PROBLEM TO SOLVE ▸ With "below" as the search word, show every line of the material that has it.

RECORDS FOR THIS EXERCISE START

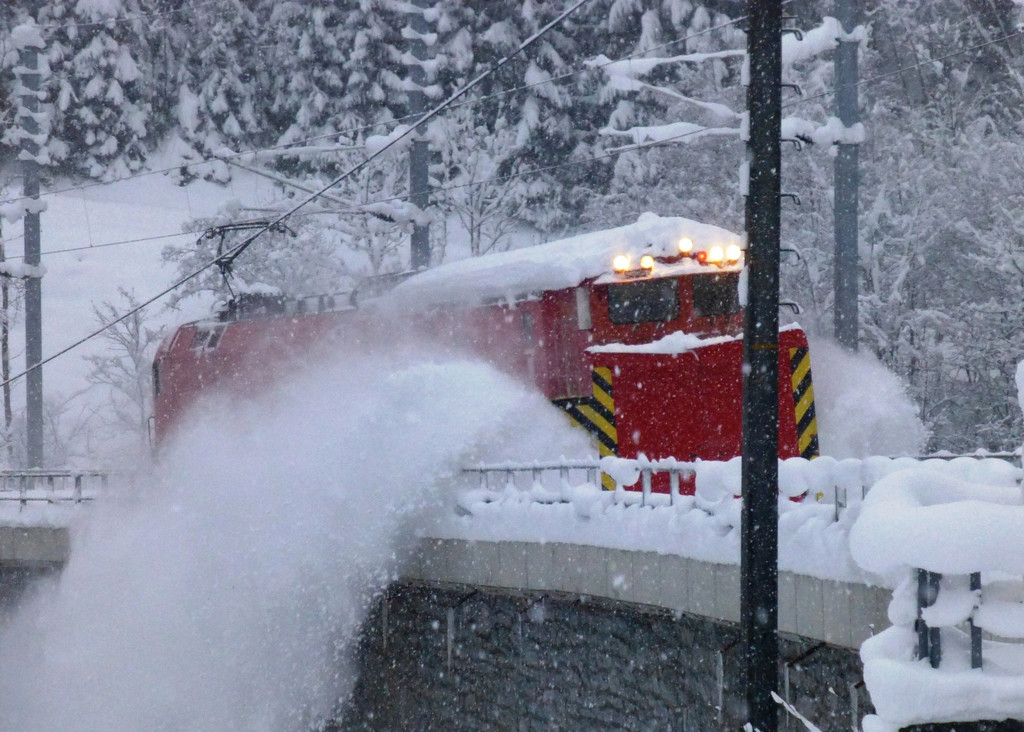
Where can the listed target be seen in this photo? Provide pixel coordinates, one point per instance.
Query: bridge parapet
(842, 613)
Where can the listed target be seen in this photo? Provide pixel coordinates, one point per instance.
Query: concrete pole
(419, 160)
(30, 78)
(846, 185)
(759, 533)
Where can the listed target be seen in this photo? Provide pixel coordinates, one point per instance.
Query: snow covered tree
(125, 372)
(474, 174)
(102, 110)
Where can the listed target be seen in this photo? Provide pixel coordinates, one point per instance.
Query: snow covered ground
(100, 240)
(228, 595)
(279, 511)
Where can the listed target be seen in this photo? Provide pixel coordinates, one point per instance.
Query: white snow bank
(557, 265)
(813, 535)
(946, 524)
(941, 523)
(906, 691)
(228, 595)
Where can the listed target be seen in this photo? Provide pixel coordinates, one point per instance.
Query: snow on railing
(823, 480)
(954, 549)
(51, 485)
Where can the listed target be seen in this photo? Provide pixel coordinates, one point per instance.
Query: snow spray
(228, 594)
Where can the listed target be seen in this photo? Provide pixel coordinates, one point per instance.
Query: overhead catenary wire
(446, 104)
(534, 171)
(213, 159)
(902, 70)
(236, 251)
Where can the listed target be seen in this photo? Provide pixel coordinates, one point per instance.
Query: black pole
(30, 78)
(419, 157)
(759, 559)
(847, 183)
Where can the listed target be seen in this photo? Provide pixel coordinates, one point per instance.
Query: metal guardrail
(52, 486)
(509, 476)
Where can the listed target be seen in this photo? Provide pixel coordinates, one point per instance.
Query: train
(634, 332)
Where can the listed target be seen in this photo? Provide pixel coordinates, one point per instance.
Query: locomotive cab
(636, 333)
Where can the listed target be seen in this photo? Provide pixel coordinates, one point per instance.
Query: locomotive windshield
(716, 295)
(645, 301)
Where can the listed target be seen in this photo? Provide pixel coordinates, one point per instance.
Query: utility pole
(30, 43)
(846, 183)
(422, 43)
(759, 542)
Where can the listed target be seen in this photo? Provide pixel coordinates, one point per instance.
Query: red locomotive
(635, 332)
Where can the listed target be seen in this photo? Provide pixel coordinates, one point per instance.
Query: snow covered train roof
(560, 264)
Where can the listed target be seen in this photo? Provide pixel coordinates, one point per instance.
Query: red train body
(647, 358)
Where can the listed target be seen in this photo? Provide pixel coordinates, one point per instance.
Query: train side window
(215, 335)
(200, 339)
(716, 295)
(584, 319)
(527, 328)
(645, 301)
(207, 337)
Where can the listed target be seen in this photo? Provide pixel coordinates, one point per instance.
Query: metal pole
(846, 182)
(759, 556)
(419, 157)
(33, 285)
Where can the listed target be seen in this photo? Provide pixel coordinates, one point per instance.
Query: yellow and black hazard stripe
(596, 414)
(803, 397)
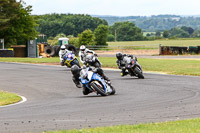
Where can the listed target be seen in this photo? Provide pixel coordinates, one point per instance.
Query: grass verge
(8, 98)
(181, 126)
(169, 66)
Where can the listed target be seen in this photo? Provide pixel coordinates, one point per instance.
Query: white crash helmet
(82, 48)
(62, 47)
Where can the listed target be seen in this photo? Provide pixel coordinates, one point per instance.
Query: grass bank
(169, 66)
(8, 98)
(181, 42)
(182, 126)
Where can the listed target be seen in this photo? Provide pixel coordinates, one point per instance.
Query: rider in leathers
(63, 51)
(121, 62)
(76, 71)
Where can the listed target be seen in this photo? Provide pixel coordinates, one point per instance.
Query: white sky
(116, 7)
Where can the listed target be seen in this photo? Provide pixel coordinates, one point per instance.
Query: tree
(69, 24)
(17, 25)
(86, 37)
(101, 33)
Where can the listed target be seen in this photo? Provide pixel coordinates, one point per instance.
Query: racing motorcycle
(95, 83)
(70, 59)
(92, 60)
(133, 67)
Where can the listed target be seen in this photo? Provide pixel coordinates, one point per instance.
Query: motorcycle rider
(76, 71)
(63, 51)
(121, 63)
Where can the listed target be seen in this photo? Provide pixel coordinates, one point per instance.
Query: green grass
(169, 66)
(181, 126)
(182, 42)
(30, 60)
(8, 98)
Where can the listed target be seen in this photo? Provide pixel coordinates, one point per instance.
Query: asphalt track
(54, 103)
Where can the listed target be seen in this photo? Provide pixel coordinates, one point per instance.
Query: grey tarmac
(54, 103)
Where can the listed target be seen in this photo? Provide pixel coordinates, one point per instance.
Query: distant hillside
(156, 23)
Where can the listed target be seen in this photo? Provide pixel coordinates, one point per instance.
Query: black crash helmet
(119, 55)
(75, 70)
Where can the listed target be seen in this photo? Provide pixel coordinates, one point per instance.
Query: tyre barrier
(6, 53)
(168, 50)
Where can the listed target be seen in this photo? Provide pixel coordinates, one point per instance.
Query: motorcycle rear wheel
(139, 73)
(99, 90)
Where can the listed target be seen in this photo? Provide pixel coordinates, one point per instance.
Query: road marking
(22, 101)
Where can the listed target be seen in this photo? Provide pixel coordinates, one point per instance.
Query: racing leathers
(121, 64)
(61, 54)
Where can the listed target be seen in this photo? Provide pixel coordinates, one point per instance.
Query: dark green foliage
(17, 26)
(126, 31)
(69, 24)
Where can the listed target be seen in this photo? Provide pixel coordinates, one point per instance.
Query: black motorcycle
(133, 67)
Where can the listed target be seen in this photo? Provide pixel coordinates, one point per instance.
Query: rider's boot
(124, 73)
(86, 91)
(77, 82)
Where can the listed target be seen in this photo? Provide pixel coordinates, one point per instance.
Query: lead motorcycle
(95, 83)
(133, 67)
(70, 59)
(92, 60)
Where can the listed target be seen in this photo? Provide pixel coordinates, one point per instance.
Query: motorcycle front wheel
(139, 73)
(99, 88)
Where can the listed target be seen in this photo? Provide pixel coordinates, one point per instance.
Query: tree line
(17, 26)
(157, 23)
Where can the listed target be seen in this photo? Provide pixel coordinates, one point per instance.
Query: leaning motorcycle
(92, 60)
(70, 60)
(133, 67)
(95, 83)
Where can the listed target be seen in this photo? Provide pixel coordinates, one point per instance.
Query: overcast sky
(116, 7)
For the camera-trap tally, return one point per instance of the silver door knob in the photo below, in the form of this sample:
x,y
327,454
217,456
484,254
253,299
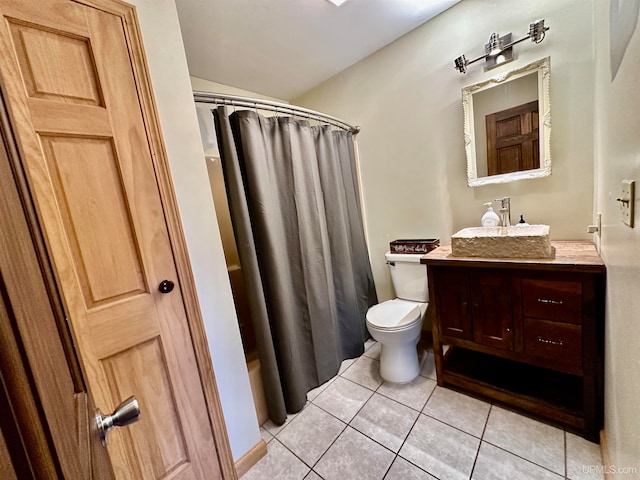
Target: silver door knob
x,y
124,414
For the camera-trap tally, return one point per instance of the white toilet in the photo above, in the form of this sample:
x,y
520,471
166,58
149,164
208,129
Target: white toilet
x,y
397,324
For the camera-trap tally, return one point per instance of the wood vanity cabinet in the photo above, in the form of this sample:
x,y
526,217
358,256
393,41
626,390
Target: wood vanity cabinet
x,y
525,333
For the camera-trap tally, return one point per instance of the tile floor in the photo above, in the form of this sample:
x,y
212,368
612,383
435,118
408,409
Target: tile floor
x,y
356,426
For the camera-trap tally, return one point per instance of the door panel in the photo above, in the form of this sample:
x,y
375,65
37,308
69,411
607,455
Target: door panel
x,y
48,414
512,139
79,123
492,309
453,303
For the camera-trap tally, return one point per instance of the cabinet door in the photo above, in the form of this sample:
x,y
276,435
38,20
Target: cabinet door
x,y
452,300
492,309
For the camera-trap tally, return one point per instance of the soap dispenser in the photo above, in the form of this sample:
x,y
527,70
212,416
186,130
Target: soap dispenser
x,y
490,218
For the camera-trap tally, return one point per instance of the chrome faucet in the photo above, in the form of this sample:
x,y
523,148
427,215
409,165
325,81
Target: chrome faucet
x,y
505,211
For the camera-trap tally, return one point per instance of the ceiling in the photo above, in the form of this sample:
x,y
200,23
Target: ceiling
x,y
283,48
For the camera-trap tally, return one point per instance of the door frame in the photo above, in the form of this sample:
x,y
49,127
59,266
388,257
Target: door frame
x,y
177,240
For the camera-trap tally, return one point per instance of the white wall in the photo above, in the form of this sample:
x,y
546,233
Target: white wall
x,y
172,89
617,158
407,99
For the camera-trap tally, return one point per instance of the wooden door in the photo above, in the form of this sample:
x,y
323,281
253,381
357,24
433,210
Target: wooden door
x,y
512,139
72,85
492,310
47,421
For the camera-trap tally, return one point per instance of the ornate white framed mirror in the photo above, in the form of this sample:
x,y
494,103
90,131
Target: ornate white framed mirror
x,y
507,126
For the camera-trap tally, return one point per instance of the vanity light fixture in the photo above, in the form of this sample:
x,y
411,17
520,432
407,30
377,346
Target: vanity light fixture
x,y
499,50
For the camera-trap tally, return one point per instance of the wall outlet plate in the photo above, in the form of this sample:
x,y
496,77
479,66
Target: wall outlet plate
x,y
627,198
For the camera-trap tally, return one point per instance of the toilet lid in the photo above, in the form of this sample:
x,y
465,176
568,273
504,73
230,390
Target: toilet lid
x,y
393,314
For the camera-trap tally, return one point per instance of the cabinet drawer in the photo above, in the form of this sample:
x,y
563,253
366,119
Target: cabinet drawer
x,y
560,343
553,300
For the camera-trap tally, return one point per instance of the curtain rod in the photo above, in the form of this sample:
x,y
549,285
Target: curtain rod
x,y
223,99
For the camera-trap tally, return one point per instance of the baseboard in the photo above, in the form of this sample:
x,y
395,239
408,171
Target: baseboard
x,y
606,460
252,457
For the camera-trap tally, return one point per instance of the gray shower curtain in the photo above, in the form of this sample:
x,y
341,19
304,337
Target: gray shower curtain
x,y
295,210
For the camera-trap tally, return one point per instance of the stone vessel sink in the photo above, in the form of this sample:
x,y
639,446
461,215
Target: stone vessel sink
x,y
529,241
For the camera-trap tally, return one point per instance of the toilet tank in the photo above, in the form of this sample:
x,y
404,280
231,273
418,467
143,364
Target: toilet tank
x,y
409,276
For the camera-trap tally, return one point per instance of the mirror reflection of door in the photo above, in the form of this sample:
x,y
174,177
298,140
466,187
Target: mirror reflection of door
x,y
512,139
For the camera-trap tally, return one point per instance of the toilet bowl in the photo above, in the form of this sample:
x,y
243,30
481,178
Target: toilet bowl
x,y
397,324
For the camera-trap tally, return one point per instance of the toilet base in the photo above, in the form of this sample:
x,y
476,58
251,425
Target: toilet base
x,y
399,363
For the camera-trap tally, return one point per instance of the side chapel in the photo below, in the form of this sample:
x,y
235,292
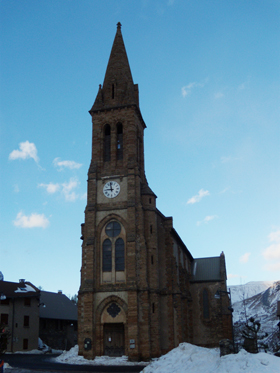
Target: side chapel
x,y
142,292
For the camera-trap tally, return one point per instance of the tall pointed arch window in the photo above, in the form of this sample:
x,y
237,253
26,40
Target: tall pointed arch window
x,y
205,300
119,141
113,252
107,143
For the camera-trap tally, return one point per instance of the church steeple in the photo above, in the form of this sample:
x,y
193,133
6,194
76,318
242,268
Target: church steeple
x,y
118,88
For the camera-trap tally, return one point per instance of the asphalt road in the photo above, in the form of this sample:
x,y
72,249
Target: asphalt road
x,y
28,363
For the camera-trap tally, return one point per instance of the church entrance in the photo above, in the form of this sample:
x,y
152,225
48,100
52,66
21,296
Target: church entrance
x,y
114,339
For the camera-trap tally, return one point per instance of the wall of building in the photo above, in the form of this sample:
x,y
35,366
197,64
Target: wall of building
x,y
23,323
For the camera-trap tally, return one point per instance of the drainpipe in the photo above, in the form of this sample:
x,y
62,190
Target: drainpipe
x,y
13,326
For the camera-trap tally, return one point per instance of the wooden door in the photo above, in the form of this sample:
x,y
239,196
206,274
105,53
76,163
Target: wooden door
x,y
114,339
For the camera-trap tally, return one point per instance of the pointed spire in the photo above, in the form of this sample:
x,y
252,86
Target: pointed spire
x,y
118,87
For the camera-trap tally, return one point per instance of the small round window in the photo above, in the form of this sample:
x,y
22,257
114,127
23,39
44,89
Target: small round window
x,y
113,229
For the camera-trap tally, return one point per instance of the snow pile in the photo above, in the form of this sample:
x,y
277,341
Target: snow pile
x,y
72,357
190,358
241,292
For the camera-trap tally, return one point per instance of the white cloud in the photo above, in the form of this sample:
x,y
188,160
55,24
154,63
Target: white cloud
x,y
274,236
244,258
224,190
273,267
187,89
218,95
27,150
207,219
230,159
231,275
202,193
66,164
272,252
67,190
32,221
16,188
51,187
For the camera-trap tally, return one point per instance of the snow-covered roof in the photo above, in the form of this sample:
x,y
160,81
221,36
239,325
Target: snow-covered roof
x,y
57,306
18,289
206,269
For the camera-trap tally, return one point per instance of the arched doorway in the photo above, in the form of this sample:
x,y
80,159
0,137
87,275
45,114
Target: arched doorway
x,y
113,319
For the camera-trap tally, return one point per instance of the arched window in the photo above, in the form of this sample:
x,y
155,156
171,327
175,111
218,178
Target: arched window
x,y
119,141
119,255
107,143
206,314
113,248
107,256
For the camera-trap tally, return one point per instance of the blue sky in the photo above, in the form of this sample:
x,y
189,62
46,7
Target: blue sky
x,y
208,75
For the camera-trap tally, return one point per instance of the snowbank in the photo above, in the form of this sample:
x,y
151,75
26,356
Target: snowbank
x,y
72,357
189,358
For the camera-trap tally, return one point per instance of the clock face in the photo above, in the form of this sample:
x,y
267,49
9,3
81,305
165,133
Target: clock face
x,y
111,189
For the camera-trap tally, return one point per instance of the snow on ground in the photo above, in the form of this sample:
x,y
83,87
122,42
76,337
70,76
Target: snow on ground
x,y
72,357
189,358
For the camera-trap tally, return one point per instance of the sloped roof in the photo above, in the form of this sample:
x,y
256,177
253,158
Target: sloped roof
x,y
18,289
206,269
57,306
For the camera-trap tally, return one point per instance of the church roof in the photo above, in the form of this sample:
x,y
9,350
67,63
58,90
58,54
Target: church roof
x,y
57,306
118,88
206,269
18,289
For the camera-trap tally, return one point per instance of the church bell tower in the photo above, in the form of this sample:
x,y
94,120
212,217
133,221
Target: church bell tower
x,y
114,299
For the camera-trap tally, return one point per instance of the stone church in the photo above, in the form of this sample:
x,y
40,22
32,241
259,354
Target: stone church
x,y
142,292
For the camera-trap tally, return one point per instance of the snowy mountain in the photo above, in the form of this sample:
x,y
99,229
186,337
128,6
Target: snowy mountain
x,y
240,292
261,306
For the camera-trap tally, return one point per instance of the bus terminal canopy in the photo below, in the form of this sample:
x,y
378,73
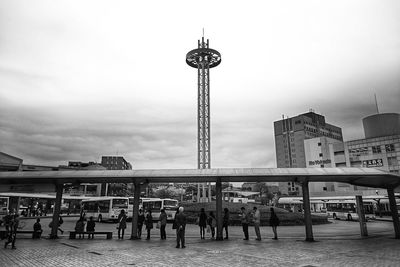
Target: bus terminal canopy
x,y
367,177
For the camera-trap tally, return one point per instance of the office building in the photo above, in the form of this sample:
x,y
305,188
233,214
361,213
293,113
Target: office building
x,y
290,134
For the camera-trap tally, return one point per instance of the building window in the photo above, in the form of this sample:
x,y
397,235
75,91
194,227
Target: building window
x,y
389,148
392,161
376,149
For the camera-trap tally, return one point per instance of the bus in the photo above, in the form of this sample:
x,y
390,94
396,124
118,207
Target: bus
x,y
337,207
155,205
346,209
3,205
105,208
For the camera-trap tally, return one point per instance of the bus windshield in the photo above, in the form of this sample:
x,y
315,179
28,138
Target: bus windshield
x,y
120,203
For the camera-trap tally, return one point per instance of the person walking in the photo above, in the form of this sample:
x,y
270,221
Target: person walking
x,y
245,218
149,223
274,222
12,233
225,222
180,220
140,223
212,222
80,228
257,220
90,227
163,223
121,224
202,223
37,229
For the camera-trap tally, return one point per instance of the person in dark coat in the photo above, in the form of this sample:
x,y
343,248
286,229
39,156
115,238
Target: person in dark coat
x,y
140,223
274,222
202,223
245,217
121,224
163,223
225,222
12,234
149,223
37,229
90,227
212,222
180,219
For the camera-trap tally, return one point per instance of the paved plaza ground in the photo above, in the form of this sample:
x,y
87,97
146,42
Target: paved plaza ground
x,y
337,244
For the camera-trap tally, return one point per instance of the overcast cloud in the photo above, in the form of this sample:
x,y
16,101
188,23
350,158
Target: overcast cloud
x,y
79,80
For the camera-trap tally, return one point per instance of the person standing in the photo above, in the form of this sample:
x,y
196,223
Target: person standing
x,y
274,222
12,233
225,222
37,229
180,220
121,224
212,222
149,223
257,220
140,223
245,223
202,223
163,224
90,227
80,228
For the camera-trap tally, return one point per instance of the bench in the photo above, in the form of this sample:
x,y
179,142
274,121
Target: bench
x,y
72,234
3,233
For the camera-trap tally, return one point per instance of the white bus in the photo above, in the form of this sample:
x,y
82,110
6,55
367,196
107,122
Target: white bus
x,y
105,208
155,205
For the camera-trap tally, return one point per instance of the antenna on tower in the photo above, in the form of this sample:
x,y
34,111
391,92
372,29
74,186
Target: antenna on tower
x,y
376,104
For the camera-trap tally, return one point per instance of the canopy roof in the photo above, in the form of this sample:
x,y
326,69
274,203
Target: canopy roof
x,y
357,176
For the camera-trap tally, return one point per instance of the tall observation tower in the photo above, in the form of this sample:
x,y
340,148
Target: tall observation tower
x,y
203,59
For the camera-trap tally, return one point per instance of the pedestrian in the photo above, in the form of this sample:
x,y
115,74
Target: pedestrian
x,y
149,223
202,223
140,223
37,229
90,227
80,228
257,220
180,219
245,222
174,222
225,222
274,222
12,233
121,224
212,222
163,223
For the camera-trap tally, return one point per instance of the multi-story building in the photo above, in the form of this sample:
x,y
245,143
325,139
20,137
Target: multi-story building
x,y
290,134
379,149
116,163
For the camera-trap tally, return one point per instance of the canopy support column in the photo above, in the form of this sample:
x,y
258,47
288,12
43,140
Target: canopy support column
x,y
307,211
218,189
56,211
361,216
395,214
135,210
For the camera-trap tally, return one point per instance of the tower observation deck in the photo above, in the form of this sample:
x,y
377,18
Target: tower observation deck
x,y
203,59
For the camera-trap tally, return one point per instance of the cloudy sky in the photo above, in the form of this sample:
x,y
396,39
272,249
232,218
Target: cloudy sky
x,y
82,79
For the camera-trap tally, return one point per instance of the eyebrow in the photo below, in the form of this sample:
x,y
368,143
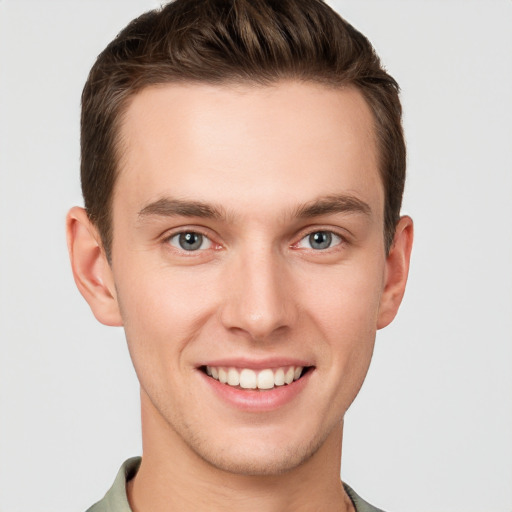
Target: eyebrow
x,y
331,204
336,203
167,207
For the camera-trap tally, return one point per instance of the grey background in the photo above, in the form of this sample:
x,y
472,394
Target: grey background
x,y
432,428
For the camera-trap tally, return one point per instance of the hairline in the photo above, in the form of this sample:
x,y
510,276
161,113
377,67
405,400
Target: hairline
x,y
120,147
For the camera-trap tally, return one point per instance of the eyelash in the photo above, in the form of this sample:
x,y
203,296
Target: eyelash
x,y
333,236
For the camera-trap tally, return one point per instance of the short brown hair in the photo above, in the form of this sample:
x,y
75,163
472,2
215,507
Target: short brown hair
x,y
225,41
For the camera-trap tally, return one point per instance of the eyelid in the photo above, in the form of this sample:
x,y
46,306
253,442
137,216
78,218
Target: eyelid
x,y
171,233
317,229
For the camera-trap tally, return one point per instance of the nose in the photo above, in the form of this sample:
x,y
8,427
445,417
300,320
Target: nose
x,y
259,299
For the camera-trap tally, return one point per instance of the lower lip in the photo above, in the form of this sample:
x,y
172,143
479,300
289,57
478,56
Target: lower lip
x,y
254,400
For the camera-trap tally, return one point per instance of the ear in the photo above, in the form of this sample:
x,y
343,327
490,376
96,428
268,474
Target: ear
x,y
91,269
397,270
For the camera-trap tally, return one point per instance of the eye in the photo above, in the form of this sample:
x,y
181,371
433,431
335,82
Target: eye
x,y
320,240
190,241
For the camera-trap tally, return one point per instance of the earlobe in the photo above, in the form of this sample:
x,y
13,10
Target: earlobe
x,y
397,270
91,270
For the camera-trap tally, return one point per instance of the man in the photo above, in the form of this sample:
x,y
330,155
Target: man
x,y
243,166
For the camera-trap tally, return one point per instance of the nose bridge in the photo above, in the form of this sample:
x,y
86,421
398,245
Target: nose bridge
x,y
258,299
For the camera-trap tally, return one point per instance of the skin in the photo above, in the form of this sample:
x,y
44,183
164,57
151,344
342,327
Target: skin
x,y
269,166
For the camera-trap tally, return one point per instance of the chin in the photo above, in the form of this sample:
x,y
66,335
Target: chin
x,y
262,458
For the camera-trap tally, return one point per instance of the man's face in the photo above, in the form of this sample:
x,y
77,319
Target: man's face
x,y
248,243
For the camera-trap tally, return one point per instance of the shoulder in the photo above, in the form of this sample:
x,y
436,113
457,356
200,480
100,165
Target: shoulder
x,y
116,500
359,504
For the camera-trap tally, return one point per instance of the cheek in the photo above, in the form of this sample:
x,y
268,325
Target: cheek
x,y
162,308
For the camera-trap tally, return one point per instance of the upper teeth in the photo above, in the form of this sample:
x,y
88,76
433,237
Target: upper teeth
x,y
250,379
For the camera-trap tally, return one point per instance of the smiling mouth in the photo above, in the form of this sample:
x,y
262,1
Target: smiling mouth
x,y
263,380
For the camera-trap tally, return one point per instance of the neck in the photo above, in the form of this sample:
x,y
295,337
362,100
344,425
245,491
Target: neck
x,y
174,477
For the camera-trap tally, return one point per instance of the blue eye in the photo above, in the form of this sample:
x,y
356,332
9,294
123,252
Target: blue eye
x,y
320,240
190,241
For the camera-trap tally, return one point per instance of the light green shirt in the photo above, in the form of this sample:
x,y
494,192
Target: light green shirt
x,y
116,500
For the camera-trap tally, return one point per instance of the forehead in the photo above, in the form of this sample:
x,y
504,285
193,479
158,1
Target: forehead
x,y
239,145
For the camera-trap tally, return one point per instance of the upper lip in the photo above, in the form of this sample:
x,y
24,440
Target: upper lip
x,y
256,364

RECORDS FOR THIS EXERCISE END

REPLY TO THE EXERCISE ▸
For the camera-trap tally, return one point per instance of the silver door knob in the photo below, in the form of this sample:
For the camera-trap tally, return one point per instance of the side chapel in the photo below, in the form of this sample:
For the camera-trap tally, return one point per instance of the bus terminal canopy in the photo below, in the form of this sample:
For the camera-trap tally, return one point per instance of the eyebrow in the photo below, in the form of this sample:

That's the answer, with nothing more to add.